### Short problem A
Give the LimitRange text again, starting at "max: # Maximum" and ending at "in a namespace.", and swap "Minimum allowed" for "Lowest permitted".
### Short problem B
In the LimitRange text, what memory request is applied to a container that doesn't specify one?

### Supplied text
•••

LimitRange — Default Resource Boundaries
A LimitRange sets default and max/min resource values for a namespace. Pods that don't specify resources get the defaults.
apiVersion: v1
kind: LimitRange
metadata:
name: default-limits
namespace: dev
spec:
limits:
- type: Container
default: # Default limits (applied if not specified)
cpu: "500m"
memory: "256Mi"
defaultRequest: # Default requests (applied if not specified)
cpu: "100m"
memory: "128Mi"
max: # Maximum allowed
cpu: "2"
memory: "1Gi"
min: # Minimum allowed
cpu: "50m"
memory: "64Mi"
- type: Pod
max:
cpu: "4"
memory: "2Gi"
ResourceQuota — Namespace Resource Caps
A ResourceQuota limits the total resources consumed across all pods in a namespace.
apiVersion: v1
kind: ResourceQuota
metadata:
name: dev-quota
namespace: dev
spec:
hard:
requests.cpu: "10" # Total CPU requests across all pods
requests.memory: "20Gi"

•••

(Items from a data source)
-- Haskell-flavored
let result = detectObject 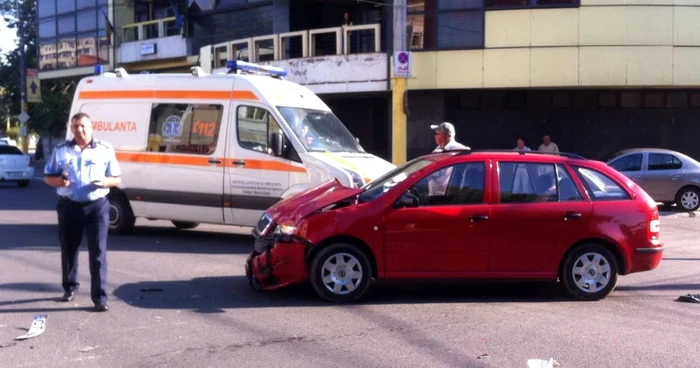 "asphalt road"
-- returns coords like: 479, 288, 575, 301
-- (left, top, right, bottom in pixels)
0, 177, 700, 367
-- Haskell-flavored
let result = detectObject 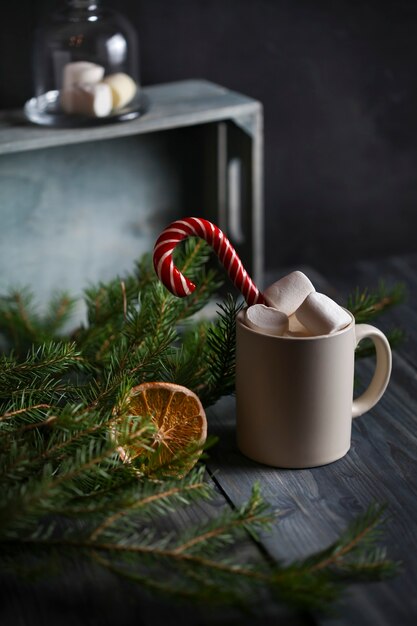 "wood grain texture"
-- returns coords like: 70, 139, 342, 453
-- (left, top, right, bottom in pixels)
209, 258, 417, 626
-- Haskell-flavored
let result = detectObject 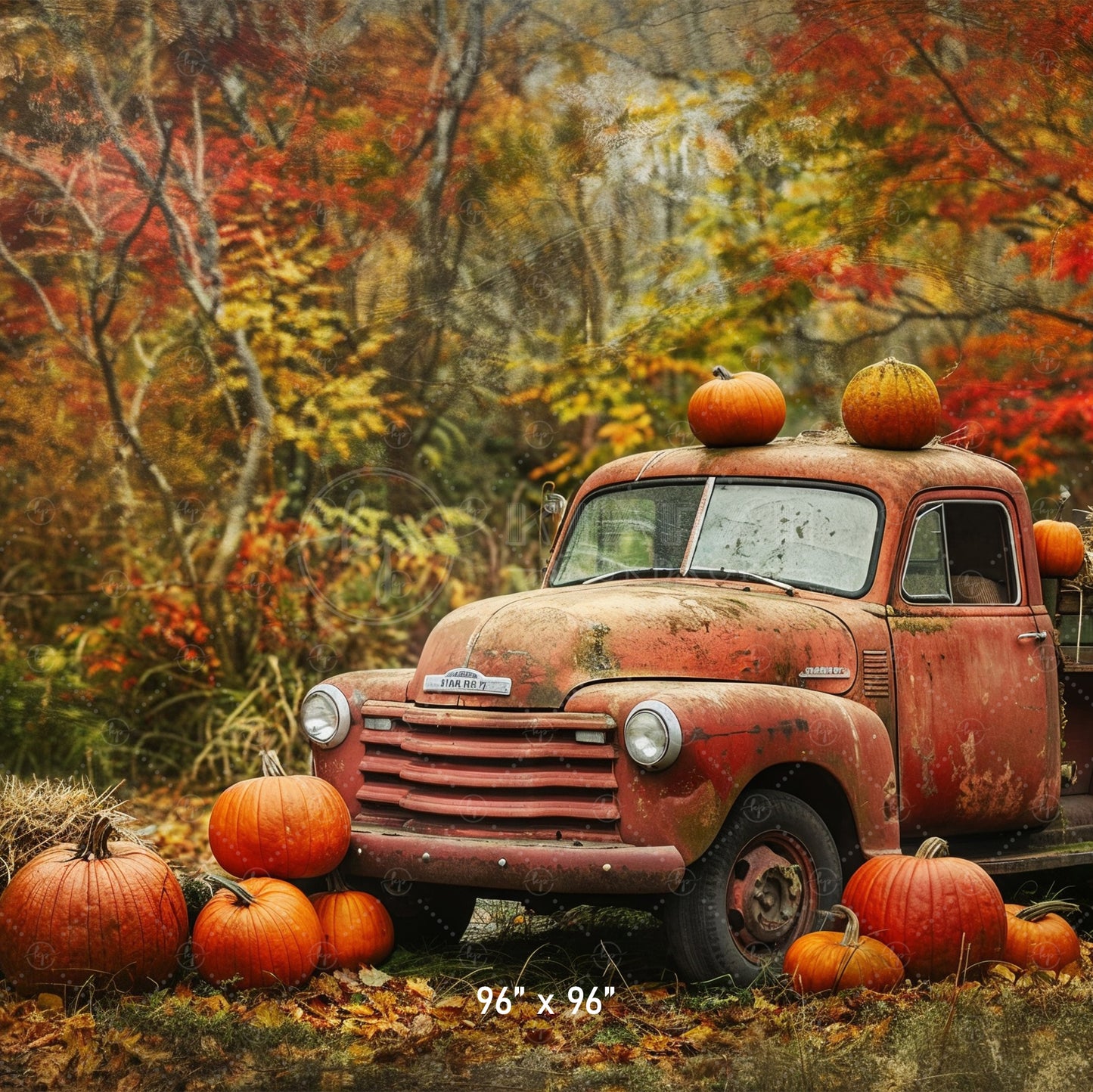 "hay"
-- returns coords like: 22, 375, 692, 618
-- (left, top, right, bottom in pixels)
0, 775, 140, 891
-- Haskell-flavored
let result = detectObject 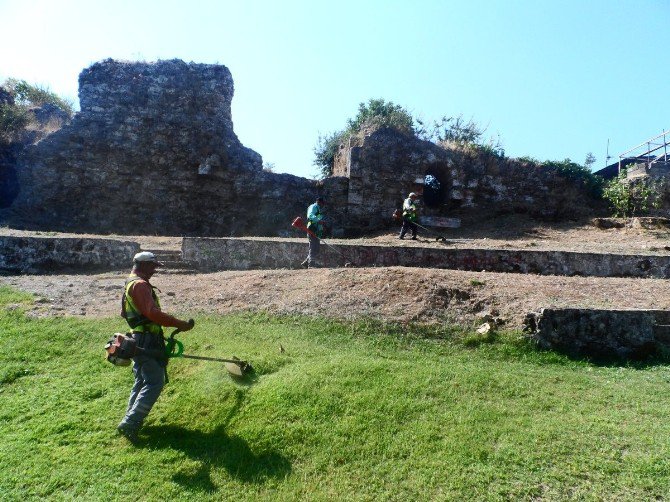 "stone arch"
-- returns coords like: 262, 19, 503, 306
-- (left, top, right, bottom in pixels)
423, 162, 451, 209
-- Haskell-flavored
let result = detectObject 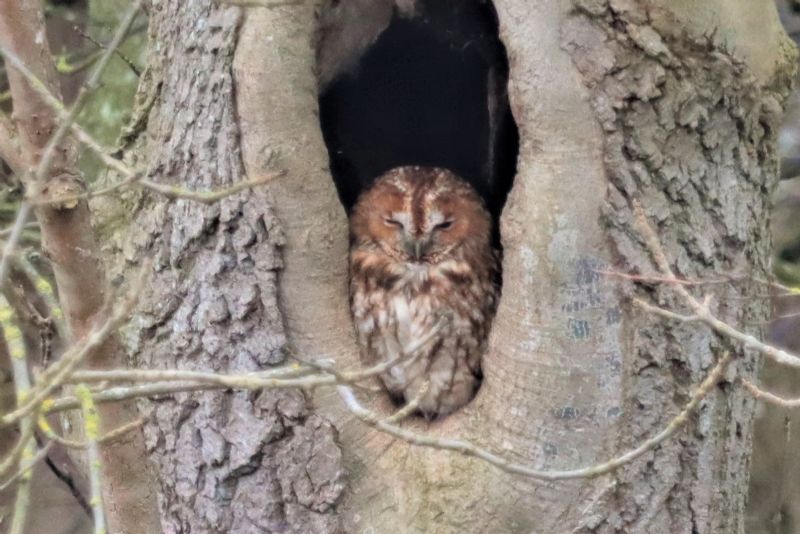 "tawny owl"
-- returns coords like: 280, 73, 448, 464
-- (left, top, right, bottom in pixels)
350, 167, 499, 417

•••

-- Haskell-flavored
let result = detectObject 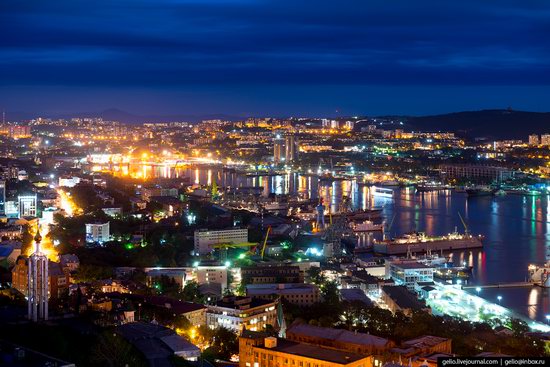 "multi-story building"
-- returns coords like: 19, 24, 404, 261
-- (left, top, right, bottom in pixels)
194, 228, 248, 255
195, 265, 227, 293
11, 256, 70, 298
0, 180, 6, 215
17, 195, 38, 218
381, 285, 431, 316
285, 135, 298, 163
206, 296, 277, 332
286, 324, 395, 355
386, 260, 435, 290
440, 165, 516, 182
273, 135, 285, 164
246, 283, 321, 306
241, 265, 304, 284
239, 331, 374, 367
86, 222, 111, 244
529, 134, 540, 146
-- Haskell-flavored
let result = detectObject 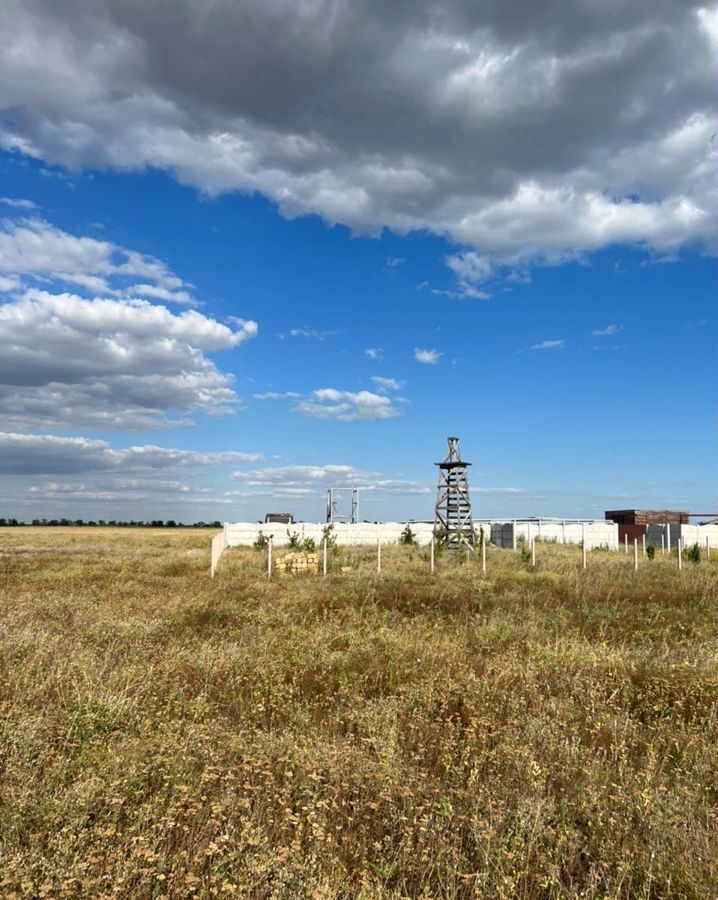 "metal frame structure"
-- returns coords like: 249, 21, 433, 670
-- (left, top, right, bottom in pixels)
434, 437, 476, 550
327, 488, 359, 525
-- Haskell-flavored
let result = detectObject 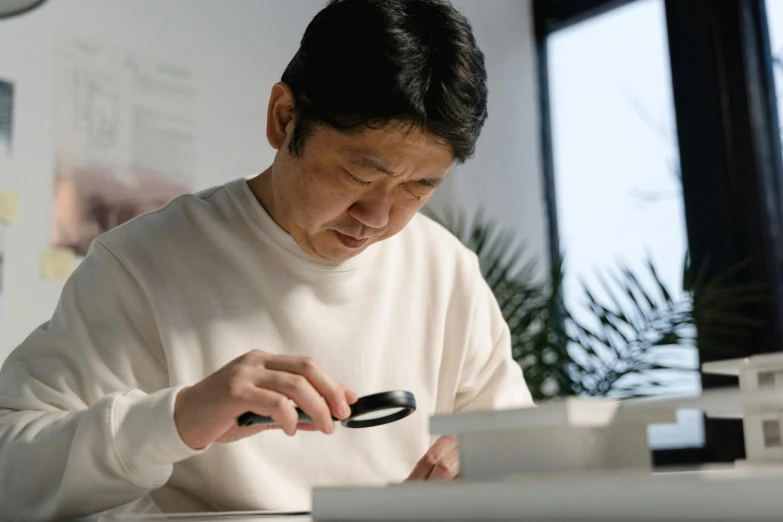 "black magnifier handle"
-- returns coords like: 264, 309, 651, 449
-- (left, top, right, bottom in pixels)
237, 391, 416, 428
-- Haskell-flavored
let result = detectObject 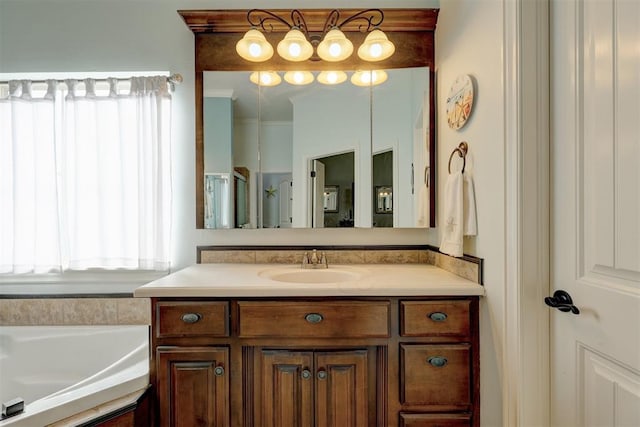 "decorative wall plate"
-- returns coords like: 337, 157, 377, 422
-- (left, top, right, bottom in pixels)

•••

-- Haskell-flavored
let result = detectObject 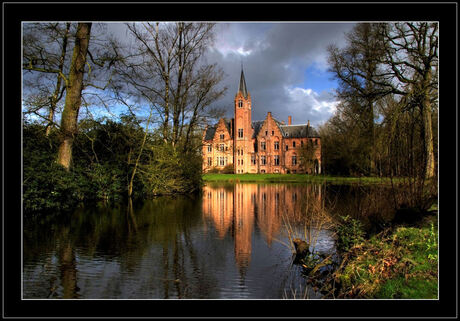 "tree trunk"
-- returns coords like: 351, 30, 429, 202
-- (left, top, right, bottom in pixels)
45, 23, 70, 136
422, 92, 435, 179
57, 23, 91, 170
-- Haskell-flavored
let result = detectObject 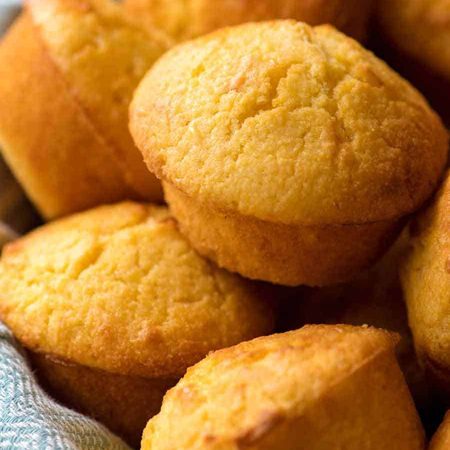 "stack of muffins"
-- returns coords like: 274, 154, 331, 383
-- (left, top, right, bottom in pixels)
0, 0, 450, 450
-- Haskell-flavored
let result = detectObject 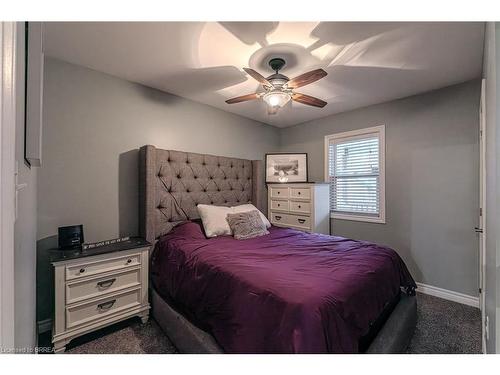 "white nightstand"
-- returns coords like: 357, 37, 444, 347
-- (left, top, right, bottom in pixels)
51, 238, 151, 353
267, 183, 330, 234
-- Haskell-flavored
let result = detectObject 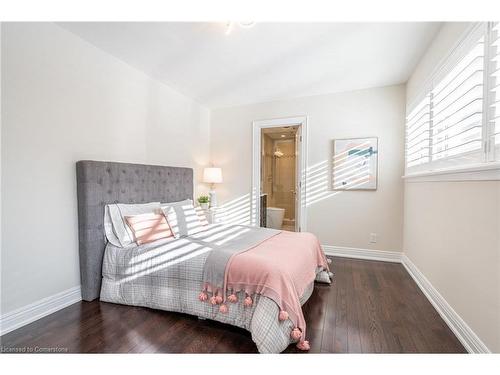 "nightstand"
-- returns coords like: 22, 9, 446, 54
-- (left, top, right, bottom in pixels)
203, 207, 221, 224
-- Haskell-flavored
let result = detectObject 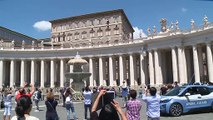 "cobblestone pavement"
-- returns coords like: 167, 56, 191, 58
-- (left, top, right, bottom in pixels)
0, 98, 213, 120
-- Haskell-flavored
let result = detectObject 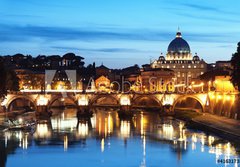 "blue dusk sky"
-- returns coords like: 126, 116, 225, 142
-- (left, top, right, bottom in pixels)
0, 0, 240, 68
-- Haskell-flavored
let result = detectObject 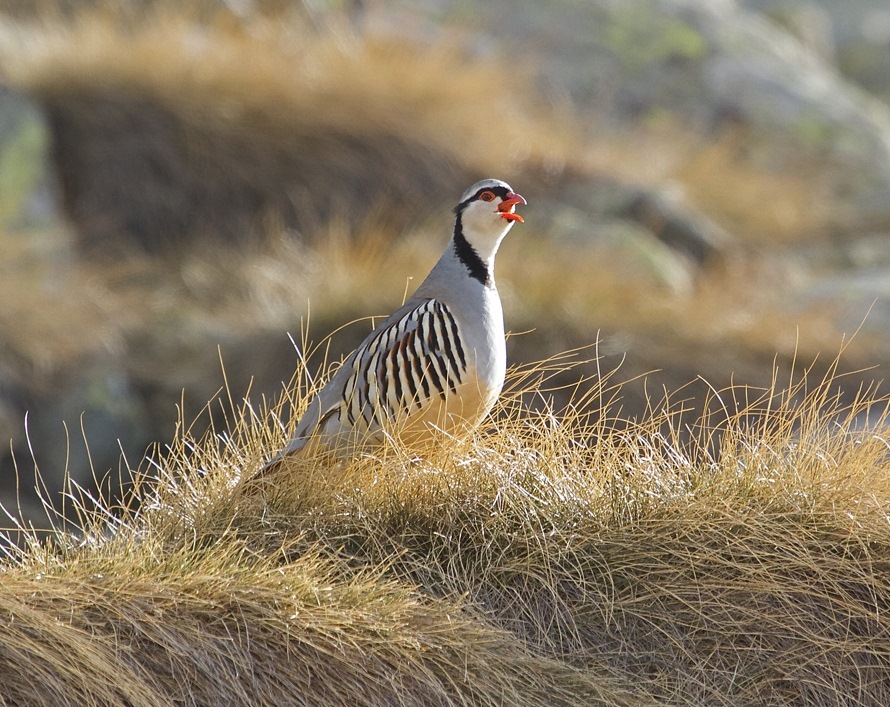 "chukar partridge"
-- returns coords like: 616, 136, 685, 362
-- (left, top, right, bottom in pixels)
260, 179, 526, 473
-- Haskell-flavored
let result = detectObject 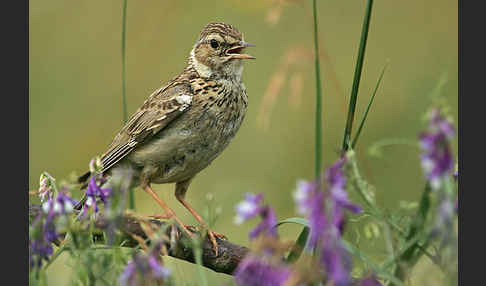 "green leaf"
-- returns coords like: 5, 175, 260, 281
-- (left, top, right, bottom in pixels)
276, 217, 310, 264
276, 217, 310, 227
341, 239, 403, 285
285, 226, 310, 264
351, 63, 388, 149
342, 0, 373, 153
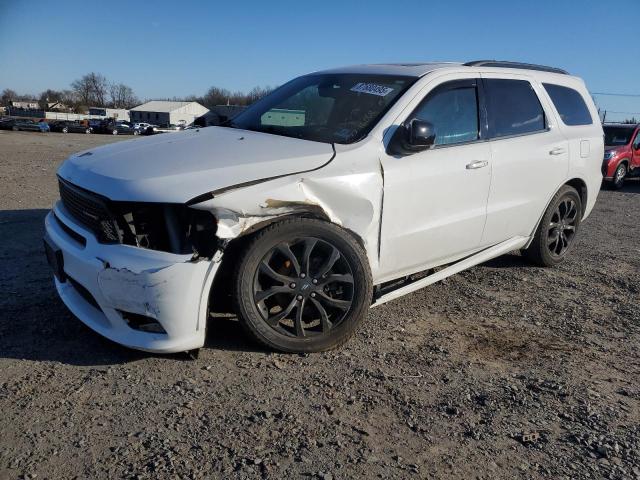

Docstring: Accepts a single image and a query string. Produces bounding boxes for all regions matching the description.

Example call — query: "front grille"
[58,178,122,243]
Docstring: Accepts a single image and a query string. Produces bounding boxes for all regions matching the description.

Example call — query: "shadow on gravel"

•••

### Right answer A
max: # Maximum allowed
cpu: "2"
memory: "1Gi"
min: # Lowest permitted
cpu: "50m"
memory: "64Mi"
- type: Pod
max:
cpu: "4"
memory: "2Gi"
ResourceQuota — Namespace Resource Caps
A ResourceQuota limits the total resources consumed across all pods in a namespace.

### Right answer B
128Mi